Wednesday, June 07, 2006


Kadin's busting out in every way. In the past few months, he's taught himself to swim, read, and do the monkey bars. He's gotten interested in internet gaming. After two years of refusing to touch the piano keys (but in the meantime learning to read music), he finally gave it a try and now he can't be stopped. He sounds out songs and plays them (with one determined finger ONLY, mind you), and plays often. I have to write that, because that is the good part (except for maybe the internet gaming, more on that later...).

And just as some things seem to be coming together, the cooperation front has gone to pot. Any hint that you want him to do something will result in instant refusal, even if it is something he wants. His determination is extreme and often extremely annoying. His most common phrases these days are: "No," "why?" and "I don't want to." I'm hoping it's just end-of-the-school-year-itis, and the trip to England and Norway (tomorrow) is just the distraction he needs.

Be back in July!

Tuesday, June 06, 2006

Good stone

So I have written about how I do not like stone. It makes me nervous. But stone and I have had a bit of a reconciliation of late, now that the front patio has been laid. I think all the difference was that it was dry laid. That means it was laid without cement or mortar or, god forbid, "liquid nails." That and the fact that the two masons who worked on it were true artisans. They didn't just do their job adequately, they sought to challenge themselves and do it to a high, artistic standard. They would put down maybe only two stones a day, and shape them and fit them perfectly. It was fun to watch. When I had discussed design and budget beforehand wioth them, I had suggested a more casual job, with perhaps growing things in between the stones. "Growing things?" He asked. "You mean with wide joints? Wide joints would be ugly." So we left the wide joint "stepping stones" to the unskilled likes of Greg and me, and he and his partner did the high skilled stuff.

Task directions = Reproduce the blog posts word for word, everything from "Wednesday, June 07, 2006" down to "on that later...).". Rely only on the blog posts above when working through the records.

Supplied material =
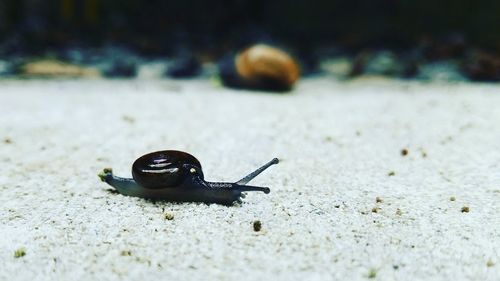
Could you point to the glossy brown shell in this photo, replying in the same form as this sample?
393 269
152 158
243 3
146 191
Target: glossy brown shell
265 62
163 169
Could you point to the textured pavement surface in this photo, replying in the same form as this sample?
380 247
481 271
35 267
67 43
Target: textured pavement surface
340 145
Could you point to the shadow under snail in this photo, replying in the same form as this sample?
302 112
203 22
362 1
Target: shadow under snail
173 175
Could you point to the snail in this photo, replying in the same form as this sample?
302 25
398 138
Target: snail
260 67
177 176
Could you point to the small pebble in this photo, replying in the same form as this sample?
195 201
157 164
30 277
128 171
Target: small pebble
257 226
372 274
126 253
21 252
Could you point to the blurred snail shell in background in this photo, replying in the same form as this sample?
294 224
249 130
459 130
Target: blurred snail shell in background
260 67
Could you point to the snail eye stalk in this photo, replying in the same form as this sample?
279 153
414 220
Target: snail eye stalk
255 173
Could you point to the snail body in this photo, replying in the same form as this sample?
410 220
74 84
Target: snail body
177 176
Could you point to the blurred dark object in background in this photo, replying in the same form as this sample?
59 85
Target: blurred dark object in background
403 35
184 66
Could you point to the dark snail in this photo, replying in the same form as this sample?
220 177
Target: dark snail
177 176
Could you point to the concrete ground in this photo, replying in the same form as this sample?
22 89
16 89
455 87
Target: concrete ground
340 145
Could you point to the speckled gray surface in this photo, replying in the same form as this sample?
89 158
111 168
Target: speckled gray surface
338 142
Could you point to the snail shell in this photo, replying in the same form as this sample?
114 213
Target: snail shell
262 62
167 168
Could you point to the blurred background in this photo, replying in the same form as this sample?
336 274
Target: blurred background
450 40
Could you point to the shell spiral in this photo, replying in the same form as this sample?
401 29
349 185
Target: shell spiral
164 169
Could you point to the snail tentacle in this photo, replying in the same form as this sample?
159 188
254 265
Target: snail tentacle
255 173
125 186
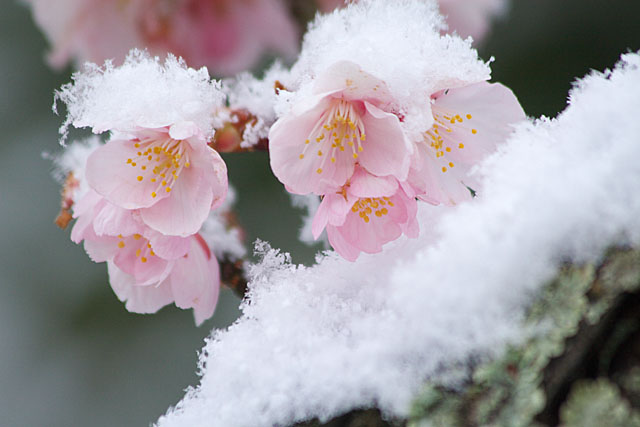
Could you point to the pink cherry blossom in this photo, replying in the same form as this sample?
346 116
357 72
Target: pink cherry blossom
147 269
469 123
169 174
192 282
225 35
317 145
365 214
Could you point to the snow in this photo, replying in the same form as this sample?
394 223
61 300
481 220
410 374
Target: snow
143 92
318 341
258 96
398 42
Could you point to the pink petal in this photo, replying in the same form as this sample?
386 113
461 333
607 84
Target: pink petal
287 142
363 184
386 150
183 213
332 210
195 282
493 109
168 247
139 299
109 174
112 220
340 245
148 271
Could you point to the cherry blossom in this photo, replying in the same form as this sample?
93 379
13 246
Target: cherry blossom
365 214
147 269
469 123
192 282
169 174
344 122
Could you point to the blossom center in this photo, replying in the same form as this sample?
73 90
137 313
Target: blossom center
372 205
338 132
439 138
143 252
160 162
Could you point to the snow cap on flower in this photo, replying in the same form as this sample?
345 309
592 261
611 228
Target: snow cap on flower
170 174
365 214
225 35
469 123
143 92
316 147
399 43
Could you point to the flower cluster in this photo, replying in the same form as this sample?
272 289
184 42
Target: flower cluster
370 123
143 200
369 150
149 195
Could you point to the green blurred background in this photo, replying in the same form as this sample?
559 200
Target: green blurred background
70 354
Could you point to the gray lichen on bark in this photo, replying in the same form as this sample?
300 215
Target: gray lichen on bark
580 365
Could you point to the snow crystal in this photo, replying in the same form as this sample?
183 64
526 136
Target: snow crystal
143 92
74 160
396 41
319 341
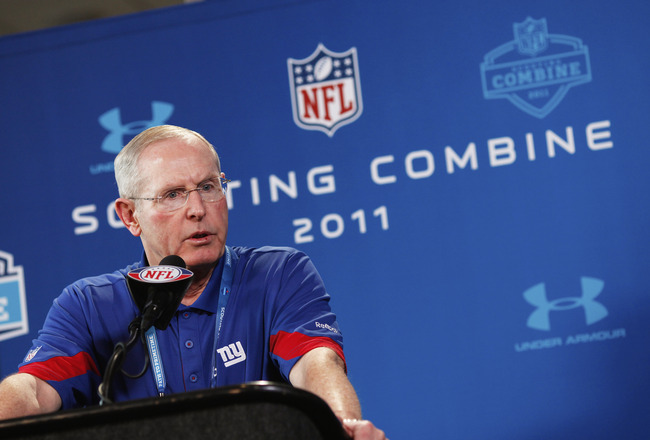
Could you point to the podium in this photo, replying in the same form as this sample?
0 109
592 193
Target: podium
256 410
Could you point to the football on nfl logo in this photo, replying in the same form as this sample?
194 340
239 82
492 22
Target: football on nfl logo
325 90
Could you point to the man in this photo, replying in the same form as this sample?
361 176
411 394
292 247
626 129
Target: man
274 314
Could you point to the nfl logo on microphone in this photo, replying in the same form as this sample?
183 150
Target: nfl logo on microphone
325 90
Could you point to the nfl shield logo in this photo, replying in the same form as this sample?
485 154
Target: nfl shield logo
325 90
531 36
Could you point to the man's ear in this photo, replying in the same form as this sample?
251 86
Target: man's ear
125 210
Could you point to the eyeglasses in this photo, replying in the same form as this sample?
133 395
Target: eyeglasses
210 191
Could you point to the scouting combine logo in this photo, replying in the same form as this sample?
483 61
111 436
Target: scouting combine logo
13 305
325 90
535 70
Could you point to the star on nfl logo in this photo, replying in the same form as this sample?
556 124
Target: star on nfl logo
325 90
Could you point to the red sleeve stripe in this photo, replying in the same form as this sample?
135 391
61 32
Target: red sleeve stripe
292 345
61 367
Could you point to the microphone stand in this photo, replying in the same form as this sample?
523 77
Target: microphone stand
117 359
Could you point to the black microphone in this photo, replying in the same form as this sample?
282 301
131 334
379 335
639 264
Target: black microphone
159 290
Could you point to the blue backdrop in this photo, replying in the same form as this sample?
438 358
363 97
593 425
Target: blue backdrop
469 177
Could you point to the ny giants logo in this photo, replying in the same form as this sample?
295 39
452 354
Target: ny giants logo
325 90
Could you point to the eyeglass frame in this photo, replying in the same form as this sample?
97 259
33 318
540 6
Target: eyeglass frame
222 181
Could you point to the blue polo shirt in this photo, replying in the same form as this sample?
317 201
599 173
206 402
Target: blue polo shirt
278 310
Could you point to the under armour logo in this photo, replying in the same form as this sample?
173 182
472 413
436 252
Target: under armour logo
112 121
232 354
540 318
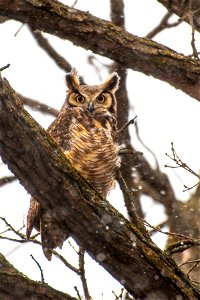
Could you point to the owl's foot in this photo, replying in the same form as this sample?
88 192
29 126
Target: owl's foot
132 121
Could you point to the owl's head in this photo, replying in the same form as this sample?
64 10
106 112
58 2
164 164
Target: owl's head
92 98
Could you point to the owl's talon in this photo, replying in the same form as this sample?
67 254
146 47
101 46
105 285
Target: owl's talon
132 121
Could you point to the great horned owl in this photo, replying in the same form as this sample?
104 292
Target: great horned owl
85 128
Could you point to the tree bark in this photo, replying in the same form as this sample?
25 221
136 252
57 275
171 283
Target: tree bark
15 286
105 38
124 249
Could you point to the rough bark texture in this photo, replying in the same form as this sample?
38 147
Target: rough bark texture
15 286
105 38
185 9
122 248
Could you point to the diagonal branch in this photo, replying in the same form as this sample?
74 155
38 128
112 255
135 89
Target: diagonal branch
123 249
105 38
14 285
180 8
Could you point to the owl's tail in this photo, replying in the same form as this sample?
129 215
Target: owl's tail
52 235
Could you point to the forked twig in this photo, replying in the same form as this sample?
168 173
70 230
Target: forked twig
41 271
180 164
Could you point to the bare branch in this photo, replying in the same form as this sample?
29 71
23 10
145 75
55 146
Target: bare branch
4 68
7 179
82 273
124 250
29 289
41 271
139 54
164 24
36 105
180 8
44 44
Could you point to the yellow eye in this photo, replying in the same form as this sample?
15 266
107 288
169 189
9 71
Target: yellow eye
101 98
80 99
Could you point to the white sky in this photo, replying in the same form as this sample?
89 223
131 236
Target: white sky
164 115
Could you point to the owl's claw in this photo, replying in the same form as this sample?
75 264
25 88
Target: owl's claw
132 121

Output below =
Wednesday, June 07, 2006


Kadin's busting out in every way. In the past few months, he's taught himself to swim, read, and do the monkey bars. He's gotten interested in internet gaming. After two years of refusing to touch the piano keys (but in the meantime learning to read music), he finally gave it a try and now he can't be stopped. He sounds out songs and plays them (with one determined finger ONLY, mind you), and plays often. I have to write that, because that is the good part (except for maybe the internet gaming, more on that later...).